======== 課題文 ========
しかし、需要が多い半面で、名前のせいもあるでしょう、ネガティブなイメージもあります。「老眼鏡をかけると、老眼が進行する」という思い込んでいる人もいます。眼科医いわく、これは全くあり得ない話。老眼鏡をかけ始める時期が、老眼が進行する時期と重なっただけのことです。

50代の人たちは老眼を自覚しているので老眼鏡を使うことにそれほど抵抗感はないのですが、40代は手元が見えづらくなってもなかなかカミングアウトしない。検査した時に、「遠くは1.2見えていますが、近くは0.6しか見えてませんよ」と指摘しても、なかなか受け入れないという頑固さを持っているそうです。

とはいえ、メガネ市場売り上げの全体の7割も占めている「老眼鏡」。その背景には、進化している老眼鏡のレンズ、という事情もありました。

年齢を重ねたことで、遠くを見るときと、近くを見るときの視力が違う。こういう人は「遠近両用レンズ」というのを使います。遠近両用と言いますと、昔はその境目に筋が入っていて、なんともダサかった。ところが、いまはそんな筋など入っていません。はたからは一切そんなことはわからない。

年齢層広がる使用者、進化する機能・技術、眼鏡業界を席巻する“老眼鏡”の今!

一見で老眼鏡とわからない、主流となった筋ナシのレンズが普及した理由は・・・「累進屈折力レンズ」の開発です。

老眼鏡をすでに使っている人はもうすでにご存じかと思いますが、このレンズがすごい。上の方と下の方の度数の違いを、昔は線を入れてカクッと分けていた。ところがこのレンズは、中間の部分からゆるやかに度数が変化する、という仕組み。

ですから、変に顔を上げたり下げたり、目を上げたり下げたり、という、いかにも“老眼鏡を使ってます”“遠近です”という動きがなくて済むのです。
========
• 小問 A:
エントリの中から文字列「blue」を含む行をすべて探し、書き写しなさい。
======== 提供データ ========
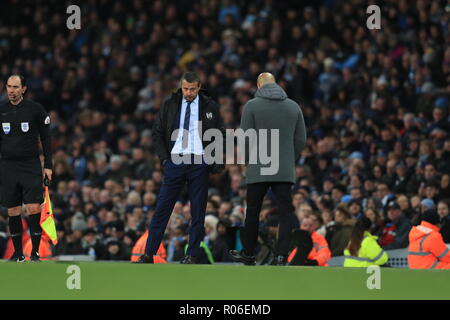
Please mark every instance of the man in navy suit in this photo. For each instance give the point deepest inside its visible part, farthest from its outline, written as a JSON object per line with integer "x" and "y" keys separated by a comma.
{"x": 183, "y": 160}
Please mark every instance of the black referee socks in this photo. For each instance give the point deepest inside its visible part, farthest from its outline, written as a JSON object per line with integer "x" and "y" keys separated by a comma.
{"x": 15, "y": 228}
{"x": 35, "y": 230}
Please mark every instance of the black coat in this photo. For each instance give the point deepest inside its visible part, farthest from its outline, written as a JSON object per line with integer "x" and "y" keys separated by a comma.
{"x": 166, "y": 123}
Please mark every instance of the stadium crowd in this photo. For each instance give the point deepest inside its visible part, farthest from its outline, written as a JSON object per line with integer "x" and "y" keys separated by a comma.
{"x": 376, "y": 106}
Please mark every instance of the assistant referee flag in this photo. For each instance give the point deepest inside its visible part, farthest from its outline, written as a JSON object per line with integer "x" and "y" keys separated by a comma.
{"x": 47, "y": 219}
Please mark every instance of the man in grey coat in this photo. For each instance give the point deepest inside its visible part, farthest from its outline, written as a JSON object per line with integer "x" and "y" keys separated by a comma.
{"x": 272, "y": 110}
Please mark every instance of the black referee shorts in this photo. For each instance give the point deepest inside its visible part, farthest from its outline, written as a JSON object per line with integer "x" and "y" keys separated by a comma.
{"x": 21, "y": 182}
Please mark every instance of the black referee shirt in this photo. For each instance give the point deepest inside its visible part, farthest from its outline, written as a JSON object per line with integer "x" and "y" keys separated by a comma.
{"x": 22, "y": 125}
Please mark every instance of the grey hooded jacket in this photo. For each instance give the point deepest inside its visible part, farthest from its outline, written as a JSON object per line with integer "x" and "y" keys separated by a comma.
{"x": 272, "y": 109}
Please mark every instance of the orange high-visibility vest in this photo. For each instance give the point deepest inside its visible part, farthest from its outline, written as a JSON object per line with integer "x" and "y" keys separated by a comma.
{"x": 139, "y": 250}
{"x": 427, "y": 249}
{"x": 319, "y": 252}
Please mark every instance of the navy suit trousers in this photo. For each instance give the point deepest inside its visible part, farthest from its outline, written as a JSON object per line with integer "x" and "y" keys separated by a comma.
{"x": 175, "y": 176}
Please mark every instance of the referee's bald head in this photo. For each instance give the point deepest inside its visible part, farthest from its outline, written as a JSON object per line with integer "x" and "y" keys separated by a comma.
{"x": 265, "y": 78}
{"x": 19, "y": 77}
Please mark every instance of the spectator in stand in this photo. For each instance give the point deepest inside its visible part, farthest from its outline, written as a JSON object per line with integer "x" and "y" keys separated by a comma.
{"x": 377, "y": 221}
{"x": 343, "y": 229}
{"x": 443, "y": 211}
{"x": 363, "y": 249}
{"x": 395, "y": 233}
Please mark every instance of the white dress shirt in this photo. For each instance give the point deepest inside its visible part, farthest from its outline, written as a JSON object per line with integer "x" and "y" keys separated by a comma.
{"x": 194, "y": 145}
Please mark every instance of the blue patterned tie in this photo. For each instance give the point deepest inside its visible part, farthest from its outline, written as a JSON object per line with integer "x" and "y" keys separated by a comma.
{"x": 187, "y": 117}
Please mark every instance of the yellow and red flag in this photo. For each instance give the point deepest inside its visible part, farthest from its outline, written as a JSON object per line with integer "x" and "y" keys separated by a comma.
{"x": 47, "y": 219}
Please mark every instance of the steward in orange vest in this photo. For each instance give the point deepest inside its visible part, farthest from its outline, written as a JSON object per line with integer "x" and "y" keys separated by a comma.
{"x": 315, "y": 249}
{"x": 427, "y": 249}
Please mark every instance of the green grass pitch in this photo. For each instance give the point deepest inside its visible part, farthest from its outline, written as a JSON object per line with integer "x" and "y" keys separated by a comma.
{"x": 109, "y": 280}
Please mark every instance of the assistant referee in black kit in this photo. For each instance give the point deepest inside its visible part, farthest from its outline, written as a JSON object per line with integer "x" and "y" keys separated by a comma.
{"x": 23, "y": 122}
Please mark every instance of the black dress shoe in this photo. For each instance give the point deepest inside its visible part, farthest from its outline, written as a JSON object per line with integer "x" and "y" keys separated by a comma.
{"x": 35, "y": 257}
{"x": 17, "y": 258}
{"x": 281, "y": 261}
{"x": 188, "y": 260}
{"x": 145, "y": 259}
{"x": 241, "y": 256}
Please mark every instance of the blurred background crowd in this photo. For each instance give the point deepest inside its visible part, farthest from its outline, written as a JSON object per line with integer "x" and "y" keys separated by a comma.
{"x": 375, "y": 102}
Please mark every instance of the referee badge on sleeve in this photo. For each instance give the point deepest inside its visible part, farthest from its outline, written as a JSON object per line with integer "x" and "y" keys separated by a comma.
{"x": 6, "y": 127}
{"x": 25, "y": 126}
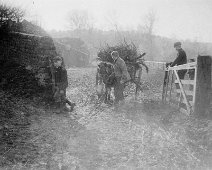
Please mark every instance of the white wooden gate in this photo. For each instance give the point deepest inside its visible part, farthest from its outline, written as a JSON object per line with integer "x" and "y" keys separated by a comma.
{"x": 192, "y": 94}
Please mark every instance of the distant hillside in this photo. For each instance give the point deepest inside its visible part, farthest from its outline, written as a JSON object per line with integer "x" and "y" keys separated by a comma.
{"x": 158, "y": 48}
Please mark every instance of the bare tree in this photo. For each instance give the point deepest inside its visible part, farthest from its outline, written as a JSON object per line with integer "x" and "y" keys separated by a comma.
{"x": 150, "y": 19}
{"x": 79, "y": 20}
{"x": 148, "y": 29}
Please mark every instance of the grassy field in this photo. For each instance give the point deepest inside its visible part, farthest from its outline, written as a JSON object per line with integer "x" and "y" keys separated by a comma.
{"x": 141, "y": 134}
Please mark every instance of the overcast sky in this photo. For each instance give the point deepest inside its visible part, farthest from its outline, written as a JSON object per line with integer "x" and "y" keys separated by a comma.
{"x": 181, "y": 19}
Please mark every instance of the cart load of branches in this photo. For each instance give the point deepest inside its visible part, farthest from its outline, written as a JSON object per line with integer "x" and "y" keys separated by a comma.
{"x": 128, "y": 52}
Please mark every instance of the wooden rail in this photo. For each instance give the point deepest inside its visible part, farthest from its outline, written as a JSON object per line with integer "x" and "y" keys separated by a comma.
{"x": 189, "y": 95}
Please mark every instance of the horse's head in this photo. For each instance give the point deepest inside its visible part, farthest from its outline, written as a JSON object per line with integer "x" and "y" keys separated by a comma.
{"x": 106, "y": 71}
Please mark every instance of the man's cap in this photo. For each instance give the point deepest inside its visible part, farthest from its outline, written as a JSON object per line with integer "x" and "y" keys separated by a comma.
{"x": 177, "y": 44}
{"x": 115, "y": 54}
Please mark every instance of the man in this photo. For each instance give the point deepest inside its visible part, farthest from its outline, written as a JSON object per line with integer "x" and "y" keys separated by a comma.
{"x": 181, "y": 59}
{"x": 61, "y": 83}
{"x": 121, "y": 75}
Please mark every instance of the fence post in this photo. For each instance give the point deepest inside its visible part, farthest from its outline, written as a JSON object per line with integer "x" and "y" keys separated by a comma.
{"x": 203, "y": 86}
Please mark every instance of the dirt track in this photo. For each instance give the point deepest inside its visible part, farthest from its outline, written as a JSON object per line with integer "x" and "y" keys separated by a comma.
{"x": 142, "y": 134}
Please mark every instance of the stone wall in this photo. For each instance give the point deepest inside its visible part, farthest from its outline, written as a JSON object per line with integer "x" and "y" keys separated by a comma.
{"x": 33, "y": 53}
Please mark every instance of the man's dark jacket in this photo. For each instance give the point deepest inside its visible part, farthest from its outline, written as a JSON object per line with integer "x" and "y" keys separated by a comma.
{"x": 181, "y": 59}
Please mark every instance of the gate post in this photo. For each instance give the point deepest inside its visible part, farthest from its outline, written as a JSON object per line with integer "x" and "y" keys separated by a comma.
{"x": 203, "y": 86}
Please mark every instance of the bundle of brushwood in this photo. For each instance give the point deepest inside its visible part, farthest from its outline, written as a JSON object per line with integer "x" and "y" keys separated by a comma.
{"x": 128, "y": 52}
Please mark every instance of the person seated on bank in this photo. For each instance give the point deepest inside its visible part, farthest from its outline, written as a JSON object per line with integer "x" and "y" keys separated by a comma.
{"x": 61, "y": 83}
{"x": 180, "y": 59}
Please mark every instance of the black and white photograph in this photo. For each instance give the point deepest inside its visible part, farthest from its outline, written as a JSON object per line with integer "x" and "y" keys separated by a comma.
{"x": 105, "y": 85}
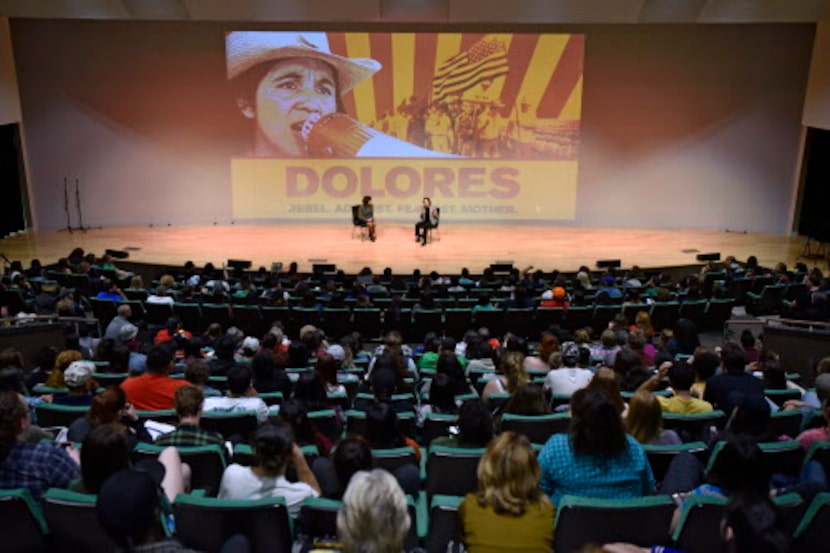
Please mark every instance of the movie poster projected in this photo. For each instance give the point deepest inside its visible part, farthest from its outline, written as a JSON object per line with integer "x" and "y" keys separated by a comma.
{"x": 487, "y": 125}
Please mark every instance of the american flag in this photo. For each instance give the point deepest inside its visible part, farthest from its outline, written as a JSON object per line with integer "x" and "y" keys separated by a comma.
{"x": 483, "y": 61}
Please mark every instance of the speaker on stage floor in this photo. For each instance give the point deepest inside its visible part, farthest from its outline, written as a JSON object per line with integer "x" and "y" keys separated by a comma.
{"x": 609, "y": 263}
{"x": 324, "y": 268}
{"x": 118, "y": 254}
{"x": 239, "y": 264}
{"x": 708, "y": 257}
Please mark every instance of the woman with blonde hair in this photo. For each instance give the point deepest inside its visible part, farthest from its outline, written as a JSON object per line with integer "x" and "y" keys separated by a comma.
{"x": 645, "y": 421}
{"x": 548, "y": 345}
{"x": 642, "y": 320}
{"x": 374, "y": 516}
{"x": 62, "y": 361}
{"x": 509, "y": 512}
{"x": 512, "y": 376}
{"x": 605, "y": 379}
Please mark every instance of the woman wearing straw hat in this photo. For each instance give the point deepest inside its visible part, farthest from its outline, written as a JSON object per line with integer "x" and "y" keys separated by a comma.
{"x": 284, "y": 80}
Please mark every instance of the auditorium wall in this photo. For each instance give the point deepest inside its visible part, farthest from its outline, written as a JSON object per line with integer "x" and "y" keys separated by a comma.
{"x": 682, "y": 125}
========
• 小問 B:
課題文によると、メガネ市場の売り上げ全体のうち「老眼鏡」はどれだけの割合を占めているか。

• 解答 A:
Please mark every instance of the blue patterned tie in this photo. For each instance give the point deepest inside its visible part, farthest from its outline, written as a JSON object per line with integer "x" and "y" keys separated by a comma.

• 解答 B:
全体の7割